From the line containing "leopard forehead, a" down to the last line of the records below, give every line again without any change.

(Excerpts from a dataset)
+--

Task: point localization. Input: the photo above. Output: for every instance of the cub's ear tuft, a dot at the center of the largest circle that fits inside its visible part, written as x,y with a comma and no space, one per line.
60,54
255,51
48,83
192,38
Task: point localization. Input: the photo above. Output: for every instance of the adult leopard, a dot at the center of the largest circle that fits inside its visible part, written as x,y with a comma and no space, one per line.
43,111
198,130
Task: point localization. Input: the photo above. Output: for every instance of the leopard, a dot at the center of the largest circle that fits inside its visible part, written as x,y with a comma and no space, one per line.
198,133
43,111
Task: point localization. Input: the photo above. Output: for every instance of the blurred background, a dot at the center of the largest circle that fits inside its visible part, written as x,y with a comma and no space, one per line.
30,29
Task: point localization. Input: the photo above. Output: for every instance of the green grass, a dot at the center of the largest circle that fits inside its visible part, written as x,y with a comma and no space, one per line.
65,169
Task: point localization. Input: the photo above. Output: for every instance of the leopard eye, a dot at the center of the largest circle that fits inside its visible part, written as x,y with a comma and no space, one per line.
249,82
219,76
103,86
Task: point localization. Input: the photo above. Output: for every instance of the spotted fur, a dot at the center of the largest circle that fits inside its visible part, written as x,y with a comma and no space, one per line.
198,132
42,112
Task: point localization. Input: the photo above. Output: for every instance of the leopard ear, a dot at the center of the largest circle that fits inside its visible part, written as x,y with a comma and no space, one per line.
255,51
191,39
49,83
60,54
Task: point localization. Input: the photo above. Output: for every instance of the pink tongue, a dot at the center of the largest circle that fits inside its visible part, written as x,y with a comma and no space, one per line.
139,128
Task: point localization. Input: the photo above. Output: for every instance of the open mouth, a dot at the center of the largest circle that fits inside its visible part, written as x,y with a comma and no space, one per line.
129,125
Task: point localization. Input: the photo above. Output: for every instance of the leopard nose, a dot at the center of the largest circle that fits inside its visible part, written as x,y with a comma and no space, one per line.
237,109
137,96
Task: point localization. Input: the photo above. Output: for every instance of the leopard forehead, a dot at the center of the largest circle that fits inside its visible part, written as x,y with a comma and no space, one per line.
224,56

+--

Answer »
Task: point localization. Input: the photo above. Output: for every instance of the leopard forehead, a dot at the center of the largest circle that fits inside its visible part, written as x,y with a comma and no space, one per line.
224,56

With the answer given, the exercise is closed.